***** Provided records *****

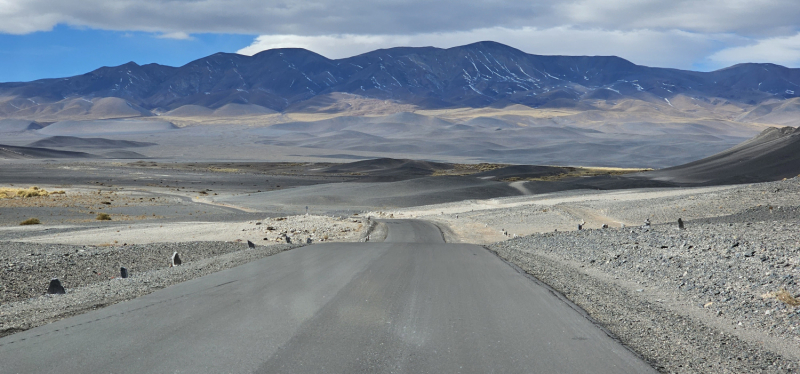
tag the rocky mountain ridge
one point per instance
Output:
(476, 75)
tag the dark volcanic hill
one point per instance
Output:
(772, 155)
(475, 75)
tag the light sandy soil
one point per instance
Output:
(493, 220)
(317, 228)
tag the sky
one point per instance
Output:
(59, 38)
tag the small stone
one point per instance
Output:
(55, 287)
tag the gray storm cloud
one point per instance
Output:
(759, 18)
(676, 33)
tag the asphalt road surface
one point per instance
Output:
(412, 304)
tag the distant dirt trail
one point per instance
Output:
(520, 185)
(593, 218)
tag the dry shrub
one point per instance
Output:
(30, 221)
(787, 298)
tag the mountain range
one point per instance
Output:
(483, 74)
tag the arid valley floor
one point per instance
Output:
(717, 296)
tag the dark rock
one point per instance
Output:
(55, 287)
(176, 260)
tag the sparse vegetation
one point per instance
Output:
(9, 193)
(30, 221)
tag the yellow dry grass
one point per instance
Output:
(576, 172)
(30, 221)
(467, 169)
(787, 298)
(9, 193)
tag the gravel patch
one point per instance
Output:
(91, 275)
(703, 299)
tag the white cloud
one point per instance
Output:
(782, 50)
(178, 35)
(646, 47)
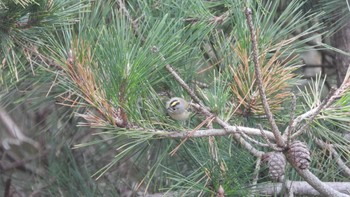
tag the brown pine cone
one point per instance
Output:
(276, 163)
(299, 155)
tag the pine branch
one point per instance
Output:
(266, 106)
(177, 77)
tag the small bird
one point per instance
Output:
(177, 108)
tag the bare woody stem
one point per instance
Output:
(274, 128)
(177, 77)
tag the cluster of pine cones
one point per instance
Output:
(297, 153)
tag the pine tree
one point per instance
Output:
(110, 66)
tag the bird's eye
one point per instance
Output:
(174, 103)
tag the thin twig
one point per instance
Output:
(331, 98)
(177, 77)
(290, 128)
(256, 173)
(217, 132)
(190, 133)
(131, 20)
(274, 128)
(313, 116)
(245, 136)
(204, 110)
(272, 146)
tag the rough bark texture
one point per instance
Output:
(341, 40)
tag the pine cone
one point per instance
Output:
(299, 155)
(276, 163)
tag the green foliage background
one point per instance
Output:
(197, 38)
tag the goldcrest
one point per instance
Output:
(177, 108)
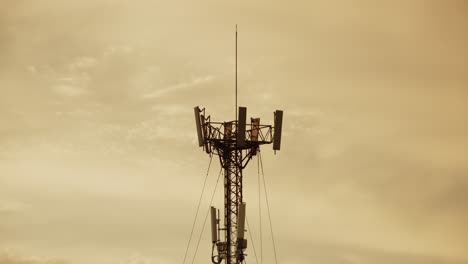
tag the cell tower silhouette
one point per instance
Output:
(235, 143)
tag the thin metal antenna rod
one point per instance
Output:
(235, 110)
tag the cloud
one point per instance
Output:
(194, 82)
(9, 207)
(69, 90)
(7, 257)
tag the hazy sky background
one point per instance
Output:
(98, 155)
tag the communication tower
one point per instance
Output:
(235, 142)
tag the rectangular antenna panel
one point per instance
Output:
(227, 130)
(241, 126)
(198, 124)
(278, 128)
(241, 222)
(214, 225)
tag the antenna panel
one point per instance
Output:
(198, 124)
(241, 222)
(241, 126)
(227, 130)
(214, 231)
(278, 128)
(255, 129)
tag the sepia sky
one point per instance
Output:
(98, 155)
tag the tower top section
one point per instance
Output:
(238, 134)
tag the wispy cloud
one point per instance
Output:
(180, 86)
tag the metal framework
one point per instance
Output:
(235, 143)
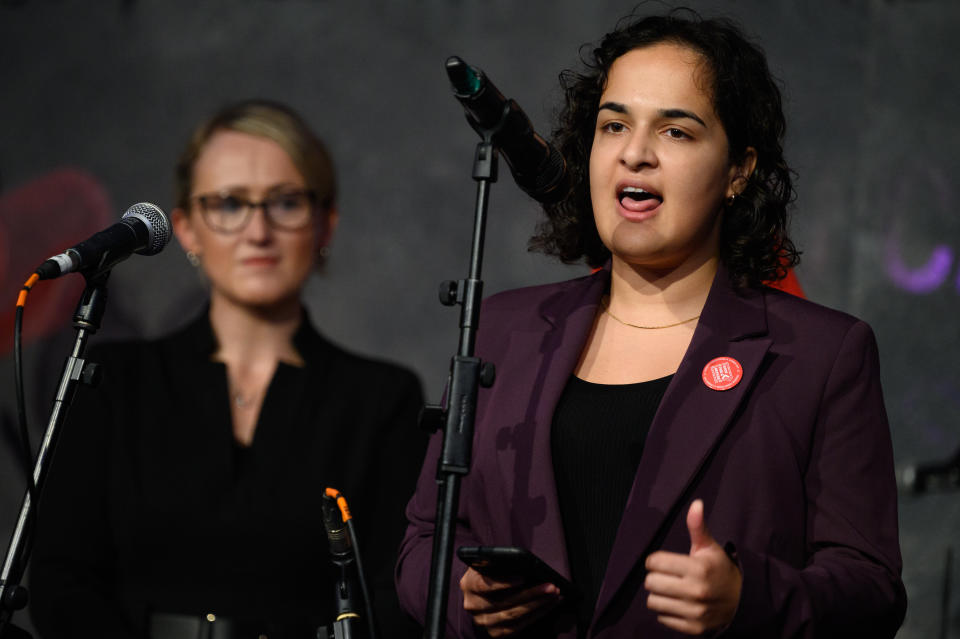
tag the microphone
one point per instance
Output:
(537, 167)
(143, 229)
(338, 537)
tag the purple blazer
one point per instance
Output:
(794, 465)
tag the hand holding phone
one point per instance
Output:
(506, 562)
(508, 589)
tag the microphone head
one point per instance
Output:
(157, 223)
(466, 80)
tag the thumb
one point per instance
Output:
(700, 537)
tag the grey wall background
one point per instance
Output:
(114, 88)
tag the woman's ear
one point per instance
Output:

*****

--- What to produce ---
Report only the number of lines, among the records above, that contain the word "background".

--- Answer box ---
3